WORK TASK>
Your answer is the lines below, exactly, from the one that contains "the boy playing" through the one that contains "x=317, y=206", both included.

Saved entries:
§
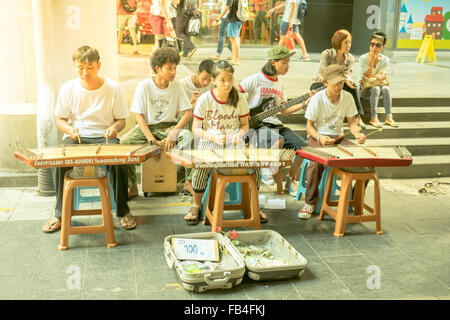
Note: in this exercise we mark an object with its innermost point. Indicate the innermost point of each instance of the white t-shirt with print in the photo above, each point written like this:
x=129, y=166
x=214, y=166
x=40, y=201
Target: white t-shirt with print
x=219, y=117
x=329, y=118
x=288, y=9
x=156, y=8
x=159, y=105
x=189, y=87
x=259, y=86
x=91, y=111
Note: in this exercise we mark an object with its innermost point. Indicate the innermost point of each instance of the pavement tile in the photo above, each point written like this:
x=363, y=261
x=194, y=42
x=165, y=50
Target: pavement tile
x=14, y=287
x=271, y=290
x=109, y=280
x=420, y=284
x=54, y=287
x=348, y=266
x=364, y=289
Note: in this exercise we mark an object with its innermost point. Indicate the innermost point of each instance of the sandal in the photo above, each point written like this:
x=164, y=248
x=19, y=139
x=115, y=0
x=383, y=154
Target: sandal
x=128, y=221
x=133, y=192
x=262, y=217
x=52, y=225
x=194, y=213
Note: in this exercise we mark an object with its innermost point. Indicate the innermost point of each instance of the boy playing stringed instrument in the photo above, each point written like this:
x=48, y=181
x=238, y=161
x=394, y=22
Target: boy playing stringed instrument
x=325, y=117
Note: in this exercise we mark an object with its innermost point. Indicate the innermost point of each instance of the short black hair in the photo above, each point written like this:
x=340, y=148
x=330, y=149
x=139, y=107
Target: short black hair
x=379, y=35
x=206, y=65
x=86, y=54
x=164, y=55
x=268, y=69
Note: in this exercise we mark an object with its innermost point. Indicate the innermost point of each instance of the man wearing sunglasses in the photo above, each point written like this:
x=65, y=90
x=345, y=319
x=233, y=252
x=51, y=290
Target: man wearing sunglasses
x=374, y=65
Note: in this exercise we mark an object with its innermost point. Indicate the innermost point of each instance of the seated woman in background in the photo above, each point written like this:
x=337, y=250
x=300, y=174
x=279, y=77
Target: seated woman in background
x=340, y=54
x=373, y=65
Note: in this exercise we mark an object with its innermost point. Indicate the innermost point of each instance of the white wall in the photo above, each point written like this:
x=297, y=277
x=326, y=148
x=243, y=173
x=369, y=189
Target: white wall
x=69, y=24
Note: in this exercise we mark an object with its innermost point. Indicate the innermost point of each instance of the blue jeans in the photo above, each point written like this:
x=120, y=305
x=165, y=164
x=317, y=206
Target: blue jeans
x=221, y=35
x=374, y=94
x=234, y=29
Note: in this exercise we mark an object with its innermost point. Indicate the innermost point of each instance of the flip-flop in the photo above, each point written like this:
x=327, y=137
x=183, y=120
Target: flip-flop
x=195, y=216
x=128, y=221
x=261, y=219
x=52, y=225
x=185, y=193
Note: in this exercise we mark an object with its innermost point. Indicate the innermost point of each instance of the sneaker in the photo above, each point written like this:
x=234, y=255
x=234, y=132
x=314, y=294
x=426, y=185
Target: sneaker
x=306, y=211
x=291, y=186
x=191, y=52
x=267, y=180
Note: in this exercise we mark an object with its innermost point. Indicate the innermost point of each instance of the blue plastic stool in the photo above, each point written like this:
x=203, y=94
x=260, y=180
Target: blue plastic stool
x=78, y=198
x=322, y=185
x=234, y=191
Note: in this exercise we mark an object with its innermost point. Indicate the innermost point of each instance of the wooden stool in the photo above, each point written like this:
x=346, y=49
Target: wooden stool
x=67, y=210
x=361, y=176
x=247, y=25
x=216, y=198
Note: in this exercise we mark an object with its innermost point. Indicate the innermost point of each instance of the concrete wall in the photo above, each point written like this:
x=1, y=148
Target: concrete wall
x=66, y=25
x=323, y=18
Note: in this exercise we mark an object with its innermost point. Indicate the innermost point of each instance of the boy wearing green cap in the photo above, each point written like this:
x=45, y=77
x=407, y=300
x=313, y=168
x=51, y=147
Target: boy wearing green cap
x=271, y=133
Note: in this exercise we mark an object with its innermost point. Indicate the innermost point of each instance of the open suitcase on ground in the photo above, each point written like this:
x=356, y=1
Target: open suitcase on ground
x=293, y=265
x=228, y=274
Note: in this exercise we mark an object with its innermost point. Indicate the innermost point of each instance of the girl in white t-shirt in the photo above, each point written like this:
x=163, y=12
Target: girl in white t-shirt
x=221, y=122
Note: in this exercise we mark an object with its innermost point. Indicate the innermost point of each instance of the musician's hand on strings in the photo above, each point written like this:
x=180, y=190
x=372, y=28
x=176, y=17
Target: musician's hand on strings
x=350, y=83
x=74, y=134
x=220, y=139
x=360, y=137
x=194, y=97
x=381, y=76
x=235, y=139
x=326, y=140
x=111, y=132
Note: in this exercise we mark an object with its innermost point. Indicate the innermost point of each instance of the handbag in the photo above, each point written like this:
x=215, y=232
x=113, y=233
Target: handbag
x=194, y=25
x=367, y=83
x=289, y=40
x=170, y=42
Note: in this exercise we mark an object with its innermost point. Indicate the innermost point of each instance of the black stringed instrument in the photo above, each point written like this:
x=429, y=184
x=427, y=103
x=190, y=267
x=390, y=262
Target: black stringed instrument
x=262, y=111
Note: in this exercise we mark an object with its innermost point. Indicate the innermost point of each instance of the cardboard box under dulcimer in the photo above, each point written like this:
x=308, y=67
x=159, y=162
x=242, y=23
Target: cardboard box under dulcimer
x=158, y=174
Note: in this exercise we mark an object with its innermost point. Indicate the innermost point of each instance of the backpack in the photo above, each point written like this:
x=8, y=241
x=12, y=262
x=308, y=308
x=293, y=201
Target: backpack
x=189, y=7
x=301, y=10
x=127, y=7
x=242, y=12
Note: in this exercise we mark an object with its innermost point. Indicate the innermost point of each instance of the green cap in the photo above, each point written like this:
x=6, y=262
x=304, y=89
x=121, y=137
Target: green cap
x=280, y=52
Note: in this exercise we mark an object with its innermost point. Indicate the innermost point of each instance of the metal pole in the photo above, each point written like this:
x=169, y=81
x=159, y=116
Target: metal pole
x=46, y=85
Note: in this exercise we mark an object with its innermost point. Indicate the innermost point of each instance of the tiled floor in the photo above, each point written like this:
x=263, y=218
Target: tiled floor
x=411, y=257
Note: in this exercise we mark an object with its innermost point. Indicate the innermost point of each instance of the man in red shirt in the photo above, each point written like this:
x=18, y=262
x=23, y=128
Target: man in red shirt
x=127, y=17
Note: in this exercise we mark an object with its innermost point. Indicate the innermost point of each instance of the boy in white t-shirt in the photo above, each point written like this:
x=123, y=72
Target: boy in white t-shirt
x=157, y=103
x=271, y=133
x=195, y=85
x=90, y=109
x=325, y=117
x=199, y=83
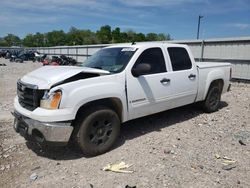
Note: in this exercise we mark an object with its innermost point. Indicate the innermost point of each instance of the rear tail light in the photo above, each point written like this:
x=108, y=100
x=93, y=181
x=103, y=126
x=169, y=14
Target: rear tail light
x=230, y=76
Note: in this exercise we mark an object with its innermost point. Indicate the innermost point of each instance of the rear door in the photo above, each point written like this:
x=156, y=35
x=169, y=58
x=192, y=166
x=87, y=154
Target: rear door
x=147, y=93
x=184, y=79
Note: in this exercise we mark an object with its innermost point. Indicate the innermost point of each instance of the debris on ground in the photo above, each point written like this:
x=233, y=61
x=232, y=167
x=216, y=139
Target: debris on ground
x=118, y=167
x=242, y=143
x=127, y=186
x=33, y=176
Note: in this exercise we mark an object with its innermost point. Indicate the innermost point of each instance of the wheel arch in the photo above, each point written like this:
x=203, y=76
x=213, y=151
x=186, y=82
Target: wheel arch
x=219, y=82
x=112, y=103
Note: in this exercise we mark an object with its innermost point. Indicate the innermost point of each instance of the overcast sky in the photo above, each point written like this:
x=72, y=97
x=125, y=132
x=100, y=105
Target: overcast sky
x=222, y=18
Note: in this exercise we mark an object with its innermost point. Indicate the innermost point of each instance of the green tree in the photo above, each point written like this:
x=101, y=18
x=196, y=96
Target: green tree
x=140, y=37
x=162, y=37
x=56, y=38
x=116, y=35
x=104, y=34
x=12, y=40
x=131, y=36
x=151, y=37
x=29, y=41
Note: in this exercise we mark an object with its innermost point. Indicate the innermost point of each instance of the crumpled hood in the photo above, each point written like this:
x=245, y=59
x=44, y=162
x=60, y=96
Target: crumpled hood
x=47, y=76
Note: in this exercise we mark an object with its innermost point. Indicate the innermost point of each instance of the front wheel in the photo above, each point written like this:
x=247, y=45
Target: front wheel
x=212, y=101
x=97, y=131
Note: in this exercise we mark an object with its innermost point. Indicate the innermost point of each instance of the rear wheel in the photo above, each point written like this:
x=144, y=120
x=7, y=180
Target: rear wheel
x=212, y=101
x=97, y=131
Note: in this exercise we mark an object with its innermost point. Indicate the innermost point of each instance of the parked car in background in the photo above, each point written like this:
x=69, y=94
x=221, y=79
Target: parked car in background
x=87, y=104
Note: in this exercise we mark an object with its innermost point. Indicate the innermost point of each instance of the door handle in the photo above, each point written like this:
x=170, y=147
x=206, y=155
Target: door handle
x=192, y=76
x=165, y=80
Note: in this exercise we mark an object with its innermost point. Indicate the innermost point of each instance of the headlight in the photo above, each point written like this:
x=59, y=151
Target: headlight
x=51, y=100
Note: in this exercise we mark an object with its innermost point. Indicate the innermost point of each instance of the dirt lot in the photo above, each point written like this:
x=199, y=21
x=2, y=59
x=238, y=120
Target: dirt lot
x=183, y=147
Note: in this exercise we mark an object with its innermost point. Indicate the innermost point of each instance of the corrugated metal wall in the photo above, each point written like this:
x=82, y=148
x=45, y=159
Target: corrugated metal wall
x=233, y=50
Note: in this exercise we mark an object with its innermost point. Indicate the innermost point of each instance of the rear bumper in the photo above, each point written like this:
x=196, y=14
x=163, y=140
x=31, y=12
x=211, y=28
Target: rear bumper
x=56, y=133
x=229, y=87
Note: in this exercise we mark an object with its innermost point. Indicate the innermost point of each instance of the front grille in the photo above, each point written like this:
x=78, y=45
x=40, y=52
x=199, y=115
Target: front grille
x=28, y=95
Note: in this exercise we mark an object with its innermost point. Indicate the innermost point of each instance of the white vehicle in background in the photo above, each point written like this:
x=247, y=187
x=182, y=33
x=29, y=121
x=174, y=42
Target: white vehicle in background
x=86, y=104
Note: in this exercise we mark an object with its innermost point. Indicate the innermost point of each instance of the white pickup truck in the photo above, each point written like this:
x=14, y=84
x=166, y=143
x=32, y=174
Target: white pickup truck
x=86, y=104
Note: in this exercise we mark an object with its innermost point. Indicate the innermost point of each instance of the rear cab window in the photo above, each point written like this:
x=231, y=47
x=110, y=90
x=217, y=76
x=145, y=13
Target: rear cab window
x=180, y=59
x=155, y=58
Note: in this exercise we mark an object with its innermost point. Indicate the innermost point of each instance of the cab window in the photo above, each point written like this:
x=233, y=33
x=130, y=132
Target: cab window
x=154, y=57
x=180, y=59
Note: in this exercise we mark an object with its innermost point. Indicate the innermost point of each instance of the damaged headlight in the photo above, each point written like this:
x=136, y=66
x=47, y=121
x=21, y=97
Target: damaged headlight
x=51, y=100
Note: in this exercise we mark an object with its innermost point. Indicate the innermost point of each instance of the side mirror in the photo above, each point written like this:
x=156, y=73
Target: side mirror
x=141, y=69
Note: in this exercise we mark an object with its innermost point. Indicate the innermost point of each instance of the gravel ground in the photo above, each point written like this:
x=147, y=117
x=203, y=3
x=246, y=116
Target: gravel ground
x=183, y=147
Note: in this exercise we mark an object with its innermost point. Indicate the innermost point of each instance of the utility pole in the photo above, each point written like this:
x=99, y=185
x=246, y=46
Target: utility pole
x=198, y=31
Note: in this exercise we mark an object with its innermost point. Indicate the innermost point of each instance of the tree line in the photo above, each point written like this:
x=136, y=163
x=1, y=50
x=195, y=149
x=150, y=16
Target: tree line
x=74, y=36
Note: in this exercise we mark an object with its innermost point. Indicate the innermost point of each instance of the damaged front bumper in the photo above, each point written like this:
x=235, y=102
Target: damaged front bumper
x=56, y=133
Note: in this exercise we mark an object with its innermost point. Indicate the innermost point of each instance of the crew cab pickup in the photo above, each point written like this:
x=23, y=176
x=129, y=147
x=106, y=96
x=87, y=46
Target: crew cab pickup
x=87, y=104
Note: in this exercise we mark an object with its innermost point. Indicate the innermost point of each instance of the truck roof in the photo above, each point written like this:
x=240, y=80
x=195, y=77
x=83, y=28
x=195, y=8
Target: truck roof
x=147, y=44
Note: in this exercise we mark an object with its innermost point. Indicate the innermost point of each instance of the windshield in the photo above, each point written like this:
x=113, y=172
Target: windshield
x=111, y=59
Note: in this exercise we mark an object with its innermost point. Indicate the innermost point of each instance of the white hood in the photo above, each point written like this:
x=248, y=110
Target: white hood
x=47, y=76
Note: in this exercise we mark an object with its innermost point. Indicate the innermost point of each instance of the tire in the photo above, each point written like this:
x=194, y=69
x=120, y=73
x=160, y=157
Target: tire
x=212, y=101
x=97, y=131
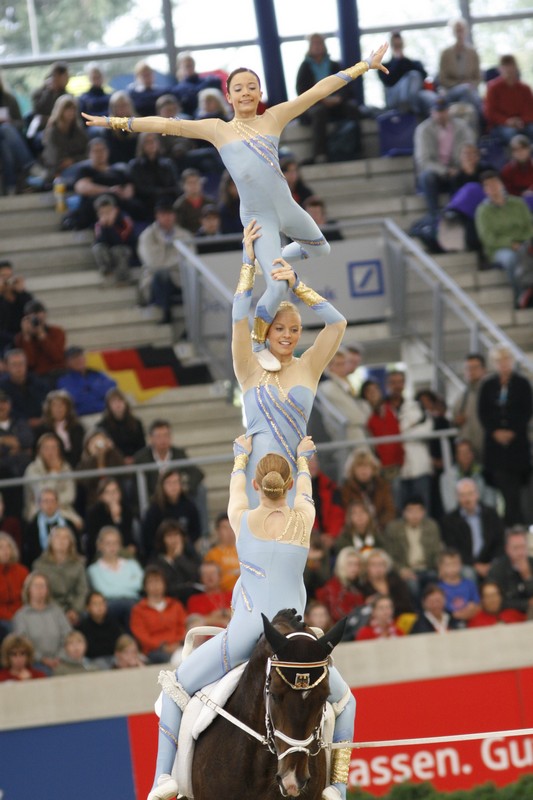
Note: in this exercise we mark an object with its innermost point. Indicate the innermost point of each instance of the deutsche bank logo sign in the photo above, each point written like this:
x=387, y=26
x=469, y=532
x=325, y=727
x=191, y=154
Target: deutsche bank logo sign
x=365, y=278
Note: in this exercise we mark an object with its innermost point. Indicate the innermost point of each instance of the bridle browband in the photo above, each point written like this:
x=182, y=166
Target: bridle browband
x=301, y=682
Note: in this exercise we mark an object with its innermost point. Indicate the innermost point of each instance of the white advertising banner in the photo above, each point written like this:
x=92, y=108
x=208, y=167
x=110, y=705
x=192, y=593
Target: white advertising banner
x=353, y=277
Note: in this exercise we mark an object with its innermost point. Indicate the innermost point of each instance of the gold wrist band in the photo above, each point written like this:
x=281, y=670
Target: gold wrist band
x=302, y=465
x=307, y=295
x=121, y=123
x=246, y=279
x=340, y=765
x=240, y=462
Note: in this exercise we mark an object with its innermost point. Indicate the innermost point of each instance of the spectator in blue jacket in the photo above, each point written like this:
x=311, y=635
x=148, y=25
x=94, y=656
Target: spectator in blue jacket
x=86, y=386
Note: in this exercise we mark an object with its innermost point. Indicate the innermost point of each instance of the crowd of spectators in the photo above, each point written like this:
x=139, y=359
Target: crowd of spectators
x=401, y=545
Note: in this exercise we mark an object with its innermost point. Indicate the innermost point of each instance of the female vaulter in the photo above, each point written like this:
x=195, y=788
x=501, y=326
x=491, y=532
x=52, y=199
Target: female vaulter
x=248, y=146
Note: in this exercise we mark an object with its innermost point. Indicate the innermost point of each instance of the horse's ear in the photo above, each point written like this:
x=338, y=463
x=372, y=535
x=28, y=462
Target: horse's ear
x=333, y=637
x=275, y=639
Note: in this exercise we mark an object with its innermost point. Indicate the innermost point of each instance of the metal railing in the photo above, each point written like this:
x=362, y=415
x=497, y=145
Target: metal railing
x=343, y=446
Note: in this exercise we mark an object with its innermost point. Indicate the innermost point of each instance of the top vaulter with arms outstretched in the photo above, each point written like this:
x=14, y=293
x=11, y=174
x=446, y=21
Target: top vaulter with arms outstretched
x=248, y=146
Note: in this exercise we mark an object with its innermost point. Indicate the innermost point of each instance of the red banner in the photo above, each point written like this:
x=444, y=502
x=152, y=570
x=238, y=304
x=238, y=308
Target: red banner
x=440, y=707
x=463, y=704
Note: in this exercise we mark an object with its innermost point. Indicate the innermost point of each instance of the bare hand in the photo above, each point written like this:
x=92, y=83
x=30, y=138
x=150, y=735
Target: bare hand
x=284, y=273
x=375, y=58
x=98, y=122
x=249, y=235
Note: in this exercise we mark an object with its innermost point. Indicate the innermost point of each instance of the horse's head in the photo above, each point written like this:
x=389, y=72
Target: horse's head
x=296, y=690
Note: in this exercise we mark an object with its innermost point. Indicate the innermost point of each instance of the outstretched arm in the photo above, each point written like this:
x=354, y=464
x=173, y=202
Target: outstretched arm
x=284, y=112
x=328, y=340
x=189, y=128
x=241, y=343
x=238, y=499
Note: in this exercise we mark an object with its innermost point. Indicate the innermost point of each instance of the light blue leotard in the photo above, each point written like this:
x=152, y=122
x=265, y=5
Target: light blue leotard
x=265, y=196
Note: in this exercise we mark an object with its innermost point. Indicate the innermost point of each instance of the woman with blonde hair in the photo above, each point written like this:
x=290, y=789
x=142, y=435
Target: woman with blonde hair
x=273, y=542
x=59, y=417
x=65, y=570
x=16, y=657
x=42, y=621
x=50, y=460
x=65, y=139
x=363, y=482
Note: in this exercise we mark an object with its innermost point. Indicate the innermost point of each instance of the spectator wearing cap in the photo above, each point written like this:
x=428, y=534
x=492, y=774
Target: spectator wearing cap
x=509, y=103
x=44, y=98
x=189, y=206
x=27, y=391
x=160, y=281
x=13, y=298
x=43, y=344
x=114, y=240
x=438, y=144
x=505, y=228
x=210, y=228
x=87, y=387
x=16, y=440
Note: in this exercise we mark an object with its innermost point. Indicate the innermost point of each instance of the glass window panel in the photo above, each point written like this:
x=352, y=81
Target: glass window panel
x=205, y=22
x=422, y=45
x=484, y=7
x=495, y=39
x=293, y=53
x=302, y=17
x=398, y=14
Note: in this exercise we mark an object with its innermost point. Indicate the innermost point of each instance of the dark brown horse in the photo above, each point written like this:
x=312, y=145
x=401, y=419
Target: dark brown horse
x=287, y=676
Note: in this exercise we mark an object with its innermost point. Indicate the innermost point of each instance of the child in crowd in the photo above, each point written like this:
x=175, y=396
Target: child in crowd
x=73, y=659
x=100, y=630
x=462, y=596
x=17, y=659
x=114, y=240
x=224, y=553
x=127, y=654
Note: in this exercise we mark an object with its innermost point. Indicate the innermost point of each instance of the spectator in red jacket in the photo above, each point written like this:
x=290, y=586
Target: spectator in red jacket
x=491, y=612
x=381, y=624
x=517, y=174
x=43, y=344
x=12, y=576
x=509, y=103
x=383, y=422
x=157, y=621
x=329, y=519
x=213, y=604
x=342, y=593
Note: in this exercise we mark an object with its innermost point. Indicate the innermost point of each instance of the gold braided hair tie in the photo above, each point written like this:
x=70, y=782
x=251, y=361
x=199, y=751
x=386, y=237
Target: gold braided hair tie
x=246, y=279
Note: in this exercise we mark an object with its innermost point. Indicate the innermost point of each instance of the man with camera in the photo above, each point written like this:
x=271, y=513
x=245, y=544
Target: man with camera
x=43, y=344
x=13, y=298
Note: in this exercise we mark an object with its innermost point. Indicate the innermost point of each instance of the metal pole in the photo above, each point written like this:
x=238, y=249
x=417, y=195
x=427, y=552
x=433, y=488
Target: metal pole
x=34, y=28
x=170, y=39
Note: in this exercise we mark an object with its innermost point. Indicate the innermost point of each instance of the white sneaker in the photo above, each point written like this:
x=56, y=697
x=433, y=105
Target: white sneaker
x=166, y=788
x=267, y=360
x=331, y=793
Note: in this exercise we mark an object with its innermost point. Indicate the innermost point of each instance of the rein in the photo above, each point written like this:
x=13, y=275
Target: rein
x=300, y=683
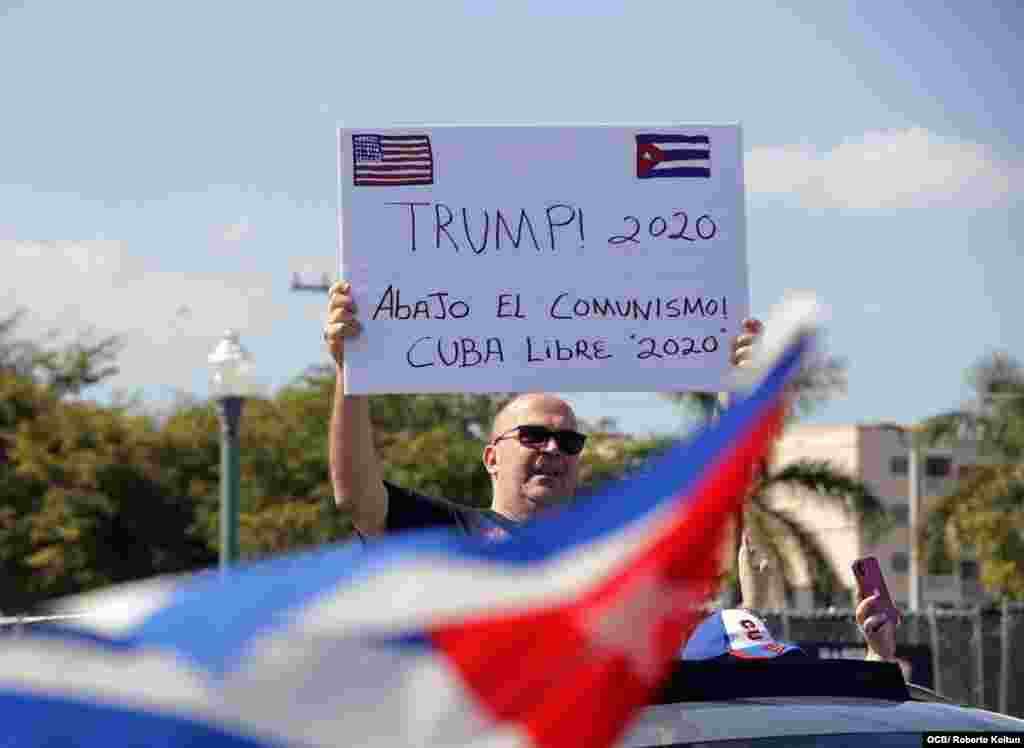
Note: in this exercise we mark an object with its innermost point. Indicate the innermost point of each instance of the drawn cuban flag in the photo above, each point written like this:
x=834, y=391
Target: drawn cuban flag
x=673, y=156
x=554, y=636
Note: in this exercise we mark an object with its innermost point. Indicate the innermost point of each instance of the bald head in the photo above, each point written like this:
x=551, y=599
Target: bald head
x=515, y=411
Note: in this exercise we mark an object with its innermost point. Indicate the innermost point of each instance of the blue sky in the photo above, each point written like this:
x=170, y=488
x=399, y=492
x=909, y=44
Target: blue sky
x=165, y=168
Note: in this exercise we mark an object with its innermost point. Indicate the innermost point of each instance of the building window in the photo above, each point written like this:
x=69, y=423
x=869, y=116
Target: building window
x=969, y=570
x=938, y=466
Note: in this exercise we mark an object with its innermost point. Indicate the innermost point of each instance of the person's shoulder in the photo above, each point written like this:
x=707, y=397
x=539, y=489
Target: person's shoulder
x=411, y=510
x=735, y=633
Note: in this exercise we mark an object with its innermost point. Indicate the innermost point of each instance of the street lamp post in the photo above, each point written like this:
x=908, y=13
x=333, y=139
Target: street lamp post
x=913, y=520
x=230, y=383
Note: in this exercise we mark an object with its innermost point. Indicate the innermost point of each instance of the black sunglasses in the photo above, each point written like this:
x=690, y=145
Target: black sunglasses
x=534, y=437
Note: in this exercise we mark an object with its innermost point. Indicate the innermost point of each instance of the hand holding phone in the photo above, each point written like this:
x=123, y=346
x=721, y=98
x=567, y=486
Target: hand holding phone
x=875, y=614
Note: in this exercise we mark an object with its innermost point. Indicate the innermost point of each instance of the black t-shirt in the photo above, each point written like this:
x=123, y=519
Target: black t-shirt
x=410, y=510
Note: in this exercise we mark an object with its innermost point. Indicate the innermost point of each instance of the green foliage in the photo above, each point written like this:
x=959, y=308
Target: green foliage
x=92, y=495
x=985, y=512
x=779, y=532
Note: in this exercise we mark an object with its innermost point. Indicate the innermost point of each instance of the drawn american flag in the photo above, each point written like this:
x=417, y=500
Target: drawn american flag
x=392, y=160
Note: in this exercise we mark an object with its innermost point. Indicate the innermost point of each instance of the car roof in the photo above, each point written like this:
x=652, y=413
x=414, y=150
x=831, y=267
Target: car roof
x=731, y=700
x=665, y=724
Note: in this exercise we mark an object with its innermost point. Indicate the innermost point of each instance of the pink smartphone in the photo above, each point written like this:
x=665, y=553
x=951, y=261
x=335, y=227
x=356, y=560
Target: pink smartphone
x=868, y=575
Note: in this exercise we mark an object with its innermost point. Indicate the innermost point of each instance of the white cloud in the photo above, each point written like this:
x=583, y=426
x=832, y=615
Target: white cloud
x=884, y=170
x=168, y=321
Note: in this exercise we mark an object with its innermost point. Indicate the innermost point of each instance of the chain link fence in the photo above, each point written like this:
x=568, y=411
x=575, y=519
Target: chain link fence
x=974, y=657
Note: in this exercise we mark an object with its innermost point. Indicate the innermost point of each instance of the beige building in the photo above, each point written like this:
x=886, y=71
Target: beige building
x=878, y=455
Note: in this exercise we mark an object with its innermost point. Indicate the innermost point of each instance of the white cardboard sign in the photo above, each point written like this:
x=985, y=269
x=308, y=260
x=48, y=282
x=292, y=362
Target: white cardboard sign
x=543, y=258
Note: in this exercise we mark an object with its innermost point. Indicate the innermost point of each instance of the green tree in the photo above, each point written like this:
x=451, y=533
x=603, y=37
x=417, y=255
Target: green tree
x=778, y=532
x=83, y=501
x=983, y=516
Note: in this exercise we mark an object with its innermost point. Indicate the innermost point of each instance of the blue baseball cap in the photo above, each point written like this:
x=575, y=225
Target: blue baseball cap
x=737, y=633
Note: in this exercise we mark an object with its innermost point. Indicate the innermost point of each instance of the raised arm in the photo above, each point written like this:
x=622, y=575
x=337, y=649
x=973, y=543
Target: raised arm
x=355, y=470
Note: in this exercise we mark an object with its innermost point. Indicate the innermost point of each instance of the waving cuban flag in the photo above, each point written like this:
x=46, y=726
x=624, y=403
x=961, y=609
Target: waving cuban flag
x=553, y=637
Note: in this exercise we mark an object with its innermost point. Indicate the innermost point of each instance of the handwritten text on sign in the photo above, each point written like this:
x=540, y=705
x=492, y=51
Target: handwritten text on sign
x=552, y=258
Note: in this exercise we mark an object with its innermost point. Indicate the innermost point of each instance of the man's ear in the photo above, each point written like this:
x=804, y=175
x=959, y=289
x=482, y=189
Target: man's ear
x=491, y=459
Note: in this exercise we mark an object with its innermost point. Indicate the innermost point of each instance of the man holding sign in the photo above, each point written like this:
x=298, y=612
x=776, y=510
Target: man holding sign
x=531, y=457
x=494, y=258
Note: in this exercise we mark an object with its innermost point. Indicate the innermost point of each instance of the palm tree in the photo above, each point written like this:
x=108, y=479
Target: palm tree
x=985, y=512
x=777, y=532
§
ANSWER SPACE>
Note: in this exercise we mark an object with its innermost point. Indicate the innermost point of each instance of the boy playing stringed instrument in the photo above, each point written like this:
x=48, y=181
x=238, y=161
x=394, y=22
Target: boy playing stringed instrument
x=325, y=117
Note: in this exercise we mark an object with its innermost point. Indicate the innermost point of each instance of the short black hair in the photo above, each point written like this:
x=340, y=148
x=330, y=149
x=139, y=107
Target: short black hair
x=379, y=35
x=206, y=65
x=86, y=54
x=164, y=55
x=268, y=69
Note: in this exercise we mark an object with its innermost point. Indicate the innermost point of each instance of the man wearing sunglasses in the photo above, each point written like this:
x=65, y=90
x=345, y=319
x=233, y=252
x=51, y=290
Target: man wearing sunglasses
x=374, y=65
Note: in this exercise we mark an object with its innermost point. Indicate the innermost point of each instance of the seated woman in background in the photo above, each point written like this:
x=337, y=250
x=300, y=174
x=279, y=77
Target: seated woman in background
x=340, y=54
x=373, y=65
Note: in this exercise we mark an object with its innermost point. Indicate the innermost point of each instance of the white wall in the photo above, each point written like this:
x=297, y=277
x=326, y=148
x=243, y=173
x=369, y=189
Target: white wall
x=69, y=24
Note: in this exercise we mark an object with its innermost point. Indicate the innermost point of each instance of the blue jeans in the photo above, each point written like this:
x=120, y=305
x=165, y=164
x=317, y=206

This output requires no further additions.